— Direction —
Count the lines of the listing below that contain the string "every", matching case exactly. Reply with only the number.

Items listed in a dataset:
>>>

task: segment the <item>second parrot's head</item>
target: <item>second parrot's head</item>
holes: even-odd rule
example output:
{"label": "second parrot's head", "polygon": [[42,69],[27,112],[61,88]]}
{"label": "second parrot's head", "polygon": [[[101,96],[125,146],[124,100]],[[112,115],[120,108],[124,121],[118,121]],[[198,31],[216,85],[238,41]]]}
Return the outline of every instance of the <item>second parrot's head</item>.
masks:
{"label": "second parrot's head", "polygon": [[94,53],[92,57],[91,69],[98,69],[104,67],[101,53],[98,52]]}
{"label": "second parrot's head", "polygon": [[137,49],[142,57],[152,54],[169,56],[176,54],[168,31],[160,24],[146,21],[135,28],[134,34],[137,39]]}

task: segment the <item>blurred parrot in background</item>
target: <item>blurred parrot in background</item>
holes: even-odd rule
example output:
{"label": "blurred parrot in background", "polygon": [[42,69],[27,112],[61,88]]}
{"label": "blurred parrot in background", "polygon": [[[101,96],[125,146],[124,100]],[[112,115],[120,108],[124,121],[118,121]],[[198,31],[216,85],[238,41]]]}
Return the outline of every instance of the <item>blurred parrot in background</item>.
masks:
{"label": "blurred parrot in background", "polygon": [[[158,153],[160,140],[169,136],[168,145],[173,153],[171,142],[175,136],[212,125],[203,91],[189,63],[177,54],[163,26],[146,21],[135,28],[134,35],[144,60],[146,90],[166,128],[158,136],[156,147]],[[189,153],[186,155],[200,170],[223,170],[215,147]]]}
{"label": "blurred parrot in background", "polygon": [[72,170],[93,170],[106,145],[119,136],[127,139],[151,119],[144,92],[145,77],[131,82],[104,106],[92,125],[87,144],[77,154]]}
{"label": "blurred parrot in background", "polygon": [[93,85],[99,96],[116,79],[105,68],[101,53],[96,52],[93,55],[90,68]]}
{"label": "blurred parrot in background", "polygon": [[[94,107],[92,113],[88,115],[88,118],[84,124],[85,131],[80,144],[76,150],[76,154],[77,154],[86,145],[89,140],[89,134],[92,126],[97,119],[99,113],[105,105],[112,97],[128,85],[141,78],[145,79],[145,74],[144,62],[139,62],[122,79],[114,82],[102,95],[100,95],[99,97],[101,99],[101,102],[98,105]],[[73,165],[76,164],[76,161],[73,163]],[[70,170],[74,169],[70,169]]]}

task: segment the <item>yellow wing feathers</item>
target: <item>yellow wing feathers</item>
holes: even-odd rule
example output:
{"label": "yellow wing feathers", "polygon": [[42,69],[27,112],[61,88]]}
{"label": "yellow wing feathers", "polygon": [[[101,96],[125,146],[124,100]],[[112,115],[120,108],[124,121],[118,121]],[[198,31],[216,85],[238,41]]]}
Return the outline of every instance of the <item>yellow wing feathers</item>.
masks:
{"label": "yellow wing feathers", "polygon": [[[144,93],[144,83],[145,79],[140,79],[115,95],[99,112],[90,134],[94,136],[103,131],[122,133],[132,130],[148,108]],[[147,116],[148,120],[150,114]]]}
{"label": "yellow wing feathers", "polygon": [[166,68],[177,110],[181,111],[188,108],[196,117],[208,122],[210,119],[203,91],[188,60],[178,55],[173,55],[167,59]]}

<<<

— Answer —
3